"""

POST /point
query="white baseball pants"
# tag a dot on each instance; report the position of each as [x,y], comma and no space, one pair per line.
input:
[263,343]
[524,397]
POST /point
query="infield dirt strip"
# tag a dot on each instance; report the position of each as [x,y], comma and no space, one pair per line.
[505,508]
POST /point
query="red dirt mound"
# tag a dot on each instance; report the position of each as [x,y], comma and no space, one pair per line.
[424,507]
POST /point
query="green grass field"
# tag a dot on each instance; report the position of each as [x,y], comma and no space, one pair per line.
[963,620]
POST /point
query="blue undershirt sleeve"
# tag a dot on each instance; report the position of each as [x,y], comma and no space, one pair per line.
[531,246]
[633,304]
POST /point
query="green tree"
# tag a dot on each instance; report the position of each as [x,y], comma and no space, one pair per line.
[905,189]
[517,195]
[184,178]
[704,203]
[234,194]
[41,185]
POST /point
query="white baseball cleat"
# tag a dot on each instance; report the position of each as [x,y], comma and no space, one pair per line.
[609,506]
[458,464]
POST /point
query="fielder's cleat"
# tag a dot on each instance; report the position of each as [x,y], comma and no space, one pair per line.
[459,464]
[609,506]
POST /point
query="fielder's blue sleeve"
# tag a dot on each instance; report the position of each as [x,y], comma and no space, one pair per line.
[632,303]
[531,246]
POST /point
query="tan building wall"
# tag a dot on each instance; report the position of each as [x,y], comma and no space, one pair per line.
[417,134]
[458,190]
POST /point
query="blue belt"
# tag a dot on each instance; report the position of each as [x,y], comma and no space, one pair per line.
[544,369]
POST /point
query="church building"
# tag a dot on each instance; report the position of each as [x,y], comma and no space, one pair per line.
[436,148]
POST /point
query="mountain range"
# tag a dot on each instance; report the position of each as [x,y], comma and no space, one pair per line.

"""

Where the word "building" occurs in a line of the records, copy that line.

▶ _Answer to this exercise_:
query="tan building wall"
query="church building"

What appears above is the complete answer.